Exercise brief — Every entry must be output exactly as it is written.

*** Block opens ***

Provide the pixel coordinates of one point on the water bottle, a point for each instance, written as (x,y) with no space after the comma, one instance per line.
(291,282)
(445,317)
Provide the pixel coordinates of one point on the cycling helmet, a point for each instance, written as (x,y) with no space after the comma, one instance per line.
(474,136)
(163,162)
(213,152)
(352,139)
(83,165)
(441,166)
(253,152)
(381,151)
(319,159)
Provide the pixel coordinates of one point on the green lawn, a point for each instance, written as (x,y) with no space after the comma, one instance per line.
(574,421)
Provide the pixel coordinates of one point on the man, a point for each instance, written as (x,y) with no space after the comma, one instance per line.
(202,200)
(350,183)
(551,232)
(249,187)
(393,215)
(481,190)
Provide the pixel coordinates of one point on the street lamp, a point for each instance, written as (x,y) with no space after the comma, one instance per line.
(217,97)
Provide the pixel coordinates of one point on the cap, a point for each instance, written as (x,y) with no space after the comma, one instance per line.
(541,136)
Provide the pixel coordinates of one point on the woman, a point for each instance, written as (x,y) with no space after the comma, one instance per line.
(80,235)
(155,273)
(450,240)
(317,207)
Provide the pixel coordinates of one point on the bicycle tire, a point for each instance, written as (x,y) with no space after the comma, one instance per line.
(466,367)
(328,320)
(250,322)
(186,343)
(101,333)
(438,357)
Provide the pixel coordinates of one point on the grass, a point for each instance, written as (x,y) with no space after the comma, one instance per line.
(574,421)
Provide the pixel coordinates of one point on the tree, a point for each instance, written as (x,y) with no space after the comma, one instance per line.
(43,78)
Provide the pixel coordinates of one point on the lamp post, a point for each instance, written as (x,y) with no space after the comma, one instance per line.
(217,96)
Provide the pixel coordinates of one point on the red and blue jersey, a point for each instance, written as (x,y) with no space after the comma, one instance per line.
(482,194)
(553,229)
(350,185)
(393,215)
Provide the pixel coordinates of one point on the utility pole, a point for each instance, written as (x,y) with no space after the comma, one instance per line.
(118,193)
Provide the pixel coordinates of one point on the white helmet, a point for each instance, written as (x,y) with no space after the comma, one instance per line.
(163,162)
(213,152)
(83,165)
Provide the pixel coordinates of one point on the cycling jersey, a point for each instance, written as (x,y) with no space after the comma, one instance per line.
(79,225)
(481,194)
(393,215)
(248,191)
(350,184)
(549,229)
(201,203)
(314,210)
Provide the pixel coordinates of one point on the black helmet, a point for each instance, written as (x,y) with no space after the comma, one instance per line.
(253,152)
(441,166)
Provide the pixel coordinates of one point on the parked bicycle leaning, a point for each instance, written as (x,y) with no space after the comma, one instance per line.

*** Block closes ***

Response —
Provide the pixel coordinates of one point on the water bottle, a point for each instance, written as (x,y) with no space after the comma, one instance per line.
(291,282)
(445,317)
Provide the pixel coordinates of one point on the cycling helmet, a point for each instance, written as (x,y) with no space after the comma, one instance per line.
(474,136)
(163,162)
(213,152)
(352,139)
(83,165)
(441,166)
(253,152)
(381,151)
(319,159)
Provide the pixel coordinates of one point on the green lawn, a point for each instance, written as (x,y) with no space after the comma, one instance per line.
(574,421)
Provide the pixel coordinates of one point on the man, a point for each instance, written as (x,y) with no space after the comma, one instance per line.
(202,200)
(350,183)
(551,232)
(249,187)
(393,215)
(481,190)
Provide the pixel coordinates of one point on the street lamp, a point for each instance, written as (x,y) with no space after the comma, one instance per line.
(217,97)
Provide the pixel coordinates of one point on the cap, a point for each instance, written as (x,y) with no space after the comma, one instance per line.
(541,136)
Provide the pixel coordinates of one point on the woman, a point for each instance, written as (x,y) with no space after the comma, one instance per line.
(80,235)
(155,273)
(450,240)
(317,207)
Provide the pixel coordinates of one point on the bicycle tire, a point for each instance, written as (x,y) with no space after the comma, one instance per line.
(466,367)
(328,320)
(250,322)
(186,343)
(101,333)
(438,357)
Provide the pixel coordinates of one point on the grass, a point for each instance, written as (x,y) with no space after the comma, one instance per line.
(574,421)
Provide the pixel coordinates of one point on the tree, a point for each instance, written as (x,y) with no space after the comma, one instance per line.
(43,78)
Provide the pixel coordinates of one point on the lamp post, a point for each instance, written as (x,y) with no space after the comma, one instance per line.
(217,96)
Provide the pixel coordinates of one point on the red and blue jersey, a point for each instance, written as (x,y) with no space after the comma, one instance per line.
(482,194)
(553,229)
(350,185)
(393,215)
Provide the pixel coordinates of one point on the utility pole, a point for each instance, written as (x,y) with no space after the comma, one instance per line.
(118,193)
Provide the pixel coordinates of one point on the white helmet, a point for each instance, written as (x,y) with no space after the comma, one instance per line.
(163,162)
(213,152)
(83,165)
Provide the pixel coordinates of one point on the cycling jersey, a point for each instance, written as (x,y) with no space after the comma, one instance per line.
(79,225)
(481,194)
(393,215)
(248,191)
(350,184)
(549,229)
(201,203)
(314,210)
Provide the pixel coordinates of one point on the black helmet, a point for each instance, written as (x,y) with no space after the comma, one instance per line.
(253,152)
(441,166)
Provide the pixel coordinates of one point on the parked bicycle leaning, a point for each instance, written as (x,y) with no space after the comma, one instance per line.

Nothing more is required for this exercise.